De acordo com a palestra sobre direitos digitais, em que função quem discursa trabalhou com Roberto Busato?

------ TEXTO CITADO ------

Não poderia deixar de saudar o ex-presidente da Ordem dos Advogados do Brasil, Dr. Roberto Busato, com quem tive a honra de trabalhar como Presidente da Comissão de Direito Digital. Busato foi um presidente que sempre promoveu a proteção dos direitos digitais e, durante seu mandato, discutimos bastante sobre a defesa das prerrogativas dos advogados brasileiros na Lei do Processo Judicial Eletrônico.
Estimados colegas advogados, é um prazer iniciar esta palestra sobre os desafios dos direitos digitais na era das grandes empresas de tecnologia na internet. Embora alguns não sejam especialistas nesta área, é crucial entender como o ambiente digital está moldando o futuro do direito e da sociedade.
O tema escolhido para minha palestra está fortemente contextualizado com o momento atual, onde vemos diversos países enfrentando grande dificuldade em aplicar eficazmente suas legislações locais diante das gigantes de tecnologia, que priorizam seus interesses comerciais em detrimento das garantias dos direitos digitais dos cidadãos que utilizam serviços na internet. Por isso, a importância dos direitos digitais no cenário jurídico atual.

------ MATERIAL FORNECIDO ------

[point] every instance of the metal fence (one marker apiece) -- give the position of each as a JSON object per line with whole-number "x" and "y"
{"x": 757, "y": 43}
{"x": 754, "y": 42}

------

TAREFA CONCLUÍDA: Como Presidente da Comissão de Direito Digital.